• [YOUR INSTRUCTIONS]: Reproduce the data below verbatim, keeping every line unchanged.

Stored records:
+===+
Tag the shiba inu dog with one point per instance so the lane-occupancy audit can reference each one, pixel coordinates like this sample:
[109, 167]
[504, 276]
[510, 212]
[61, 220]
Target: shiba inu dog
+===+
• [ANSWER BELOW]:
Tag the shiba inu dog with one point per instance so the lane-occupancy audit can reference each one, pixel coordinates like this sample:
[109, 167]
[504, 276]
[510, 212]
[61, 220]
Target: shiba inu dog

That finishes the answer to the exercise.